**TASK INSTRUCTIONS**
Summarize the Cherokee legend post in two sentences.

**DOCUMENT PASSAGE**
━━━

Monday, June 30, 2008

Cherokee Legend

Do you know the legend of the Cherokee Indian youth's rite of passage?

His father takes him into the forest, blindfolds him and leaves him alone. He is required to sit on a stump the whole night and not remove the blindfold until the rays of the morning sun shine through it. He cannot cry out for help to anyone. Once he survives the night, he is a MAN. He cannot tell the other boys of this experience because each lad must come into manhood on his own.

The boy is naturally terrified. He can hear all kinds of noises. Wild beasts must surely be all around him. Maybe even some human might do him harm. The wind blew the grass and earth, and shook his stump, but he sat stoically, never removing the blindfold. It would be the only way he could become a man! Finally, after a horrific night, the sun appeared and he removed his blindfold. It was then that he discovered his father sitting on the stump next to him. He had been at watch the entire night, protecting his son from harm.

We, too, are never alone. Even when we don't know it, our Heavenly Father is watching over us, sitting on the stump beside us. When trouble comes, all we have to do is reach out to Him. Moral of the Story: Just because you can't see God, doesn't mean He is not there.


God at play said...

I just developed an interactive animation that went with this story. I had no idea where it came from, but after some research, I found out it was virally circulated as an e-mail, and then found it on this blog.

Are you the originator of the story as it is written here? Or did you copy it from an e-mail you got?

I'm trying to find the source of the story since the wording of the recording seems to be copied directly from the wording of this post.

Sheila D. Staves said...

In response to the comment from God at play...
This story came to me in email format and I shared here in my blog.

━━━

**GIVEN RECORDS**
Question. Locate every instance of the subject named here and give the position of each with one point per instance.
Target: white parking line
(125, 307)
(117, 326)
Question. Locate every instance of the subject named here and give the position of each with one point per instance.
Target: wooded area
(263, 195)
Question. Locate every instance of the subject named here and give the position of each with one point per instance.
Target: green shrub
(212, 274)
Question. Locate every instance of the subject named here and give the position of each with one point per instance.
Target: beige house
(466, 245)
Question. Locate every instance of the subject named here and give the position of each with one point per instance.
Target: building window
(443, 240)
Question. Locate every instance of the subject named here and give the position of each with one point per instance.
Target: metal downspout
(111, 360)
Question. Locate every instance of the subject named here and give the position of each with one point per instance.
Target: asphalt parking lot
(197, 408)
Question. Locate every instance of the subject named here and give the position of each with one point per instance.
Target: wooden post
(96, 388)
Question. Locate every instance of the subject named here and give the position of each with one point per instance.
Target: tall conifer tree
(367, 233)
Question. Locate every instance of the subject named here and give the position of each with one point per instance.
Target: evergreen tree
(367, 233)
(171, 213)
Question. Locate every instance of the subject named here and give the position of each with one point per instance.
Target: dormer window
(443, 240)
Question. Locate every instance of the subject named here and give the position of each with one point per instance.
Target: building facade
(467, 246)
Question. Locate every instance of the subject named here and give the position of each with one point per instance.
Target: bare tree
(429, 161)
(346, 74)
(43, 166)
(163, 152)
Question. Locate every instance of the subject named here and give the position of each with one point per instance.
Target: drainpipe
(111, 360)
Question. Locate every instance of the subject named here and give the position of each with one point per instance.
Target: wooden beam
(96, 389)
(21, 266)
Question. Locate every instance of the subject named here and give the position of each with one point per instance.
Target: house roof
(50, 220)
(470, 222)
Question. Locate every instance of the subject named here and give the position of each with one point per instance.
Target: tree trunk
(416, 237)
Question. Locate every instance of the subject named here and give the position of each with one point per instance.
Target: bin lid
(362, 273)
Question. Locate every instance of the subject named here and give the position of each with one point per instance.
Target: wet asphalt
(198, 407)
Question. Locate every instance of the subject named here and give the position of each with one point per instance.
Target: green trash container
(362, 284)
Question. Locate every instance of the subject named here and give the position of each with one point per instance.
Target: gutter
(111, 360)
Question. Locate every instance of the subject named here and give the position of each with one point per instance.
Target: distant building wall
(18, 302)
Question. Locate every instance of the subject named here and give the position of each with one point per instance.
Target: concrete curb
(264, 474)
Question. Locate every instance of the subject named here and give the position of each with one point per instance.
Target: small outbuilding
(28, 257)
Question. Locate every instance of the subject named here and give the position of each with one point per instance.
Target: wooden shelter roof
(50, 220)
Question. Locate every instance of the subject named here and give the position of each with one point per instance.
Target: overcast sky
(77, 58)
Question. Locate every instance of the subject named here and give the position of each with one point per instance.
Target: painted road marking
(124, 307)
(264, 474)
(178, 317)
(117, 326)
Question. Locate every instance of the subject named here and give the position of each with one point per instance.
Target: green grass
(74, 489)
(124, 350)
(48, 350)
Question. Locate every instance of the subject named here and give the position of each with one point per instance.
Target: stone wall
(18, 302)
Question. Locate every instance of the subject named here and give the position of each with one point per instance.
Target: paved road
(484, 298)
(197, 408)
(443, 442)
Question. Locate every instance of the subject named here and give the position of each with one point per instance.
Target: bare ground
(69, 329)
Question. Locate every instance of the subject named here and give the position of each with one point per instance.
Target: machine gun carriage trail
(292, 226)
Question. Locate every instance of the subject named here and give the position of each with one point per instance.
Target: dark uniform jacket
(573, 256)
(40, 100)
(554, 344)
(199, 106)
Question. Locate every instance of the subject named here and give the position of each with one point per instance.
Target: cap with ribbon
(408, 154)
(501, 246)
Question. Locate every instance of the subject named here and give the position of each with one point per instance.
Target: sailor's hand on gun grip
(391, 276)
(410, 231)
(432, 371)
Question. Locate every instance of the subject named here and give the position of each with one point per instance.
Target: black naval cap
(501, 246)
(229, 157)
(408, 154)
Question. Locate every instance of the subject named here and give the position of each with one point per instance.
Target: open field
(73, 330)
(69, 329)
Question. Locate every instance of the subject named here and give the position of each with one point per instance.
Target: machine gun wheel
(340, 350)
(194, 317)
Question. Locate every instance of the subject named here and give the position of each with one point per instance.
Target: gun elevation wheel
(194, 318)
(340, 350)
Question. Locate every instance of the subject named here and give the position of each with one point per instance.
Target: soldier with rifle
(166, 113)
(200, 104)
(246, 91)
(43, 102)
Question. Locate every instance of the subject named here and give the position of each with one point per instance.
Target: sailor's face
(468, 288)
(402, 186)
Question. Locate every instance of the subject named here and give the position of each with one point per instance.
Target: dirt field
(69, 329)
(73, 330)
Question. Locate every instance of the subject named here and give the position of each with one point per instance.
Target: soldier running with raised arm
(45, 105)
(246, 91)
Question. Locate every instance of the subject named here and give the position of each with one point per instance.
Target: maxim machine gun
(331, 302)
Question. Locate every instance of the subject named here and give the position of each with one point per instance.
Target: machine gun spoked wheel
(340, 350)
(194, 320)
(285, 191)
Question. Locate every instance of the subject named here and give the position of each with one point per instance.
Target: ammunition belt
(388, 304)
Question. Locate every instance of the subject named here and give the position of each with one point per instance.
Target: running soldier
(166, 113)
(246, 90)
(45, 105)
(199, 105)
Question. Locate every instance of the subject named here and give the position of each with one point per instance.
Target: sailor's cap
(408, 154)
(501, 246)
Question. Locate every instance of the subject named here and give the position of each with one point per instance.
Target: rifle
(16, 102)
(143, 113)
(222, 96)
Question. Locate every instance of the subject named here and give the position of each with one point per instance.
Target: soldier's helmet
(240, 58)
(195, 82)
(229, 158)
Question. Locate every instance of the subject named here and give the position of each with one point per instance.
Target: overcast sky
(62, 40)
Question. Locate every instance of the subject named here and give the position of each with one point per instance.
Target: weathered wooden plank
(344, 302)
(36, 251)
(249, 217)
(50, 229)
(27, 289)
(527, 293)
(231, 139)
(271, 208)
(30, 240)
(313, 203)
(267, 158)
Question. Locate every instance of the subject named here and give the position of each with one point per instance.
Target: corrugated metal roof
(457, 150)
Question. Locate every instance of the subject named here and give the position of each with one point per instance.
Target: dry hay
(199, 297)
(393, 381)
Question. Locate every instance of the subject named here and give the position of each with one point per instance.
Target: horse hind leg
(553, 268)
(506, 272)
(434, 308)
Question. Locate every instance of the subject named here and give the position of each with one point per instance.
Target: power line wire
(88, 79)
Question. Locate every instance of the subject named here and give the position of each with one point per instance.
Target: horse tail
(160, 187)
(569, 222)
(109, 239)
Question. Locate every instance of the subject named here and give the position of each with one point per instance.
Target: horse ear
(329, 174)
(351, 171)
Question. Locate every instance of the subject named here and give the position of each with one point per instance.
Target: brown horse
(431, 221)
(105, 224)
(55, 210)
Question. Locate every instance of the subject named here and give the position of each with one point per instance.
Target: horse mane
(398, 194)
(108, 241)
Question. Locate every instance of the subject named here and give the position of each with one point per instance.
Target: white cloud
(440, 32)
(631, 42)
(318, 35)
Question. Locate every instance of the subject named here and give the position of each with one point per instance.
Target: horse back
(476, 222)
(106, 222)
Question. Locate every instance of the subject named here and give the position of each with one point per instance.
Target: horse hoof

━━━

**EXPECTED ANSWER**
In a Cherokee youth's rite of passage, a boy must sit blindfolded and alone on a stump in the forest all night without crying out for help, and when the morning sun appears he removes the blindfold and finds that his father had been sitting beside him the whole night to protect him. The post compares this to God watching over us even when we can't see Him, and in the comments the blogger says the story came to her by email.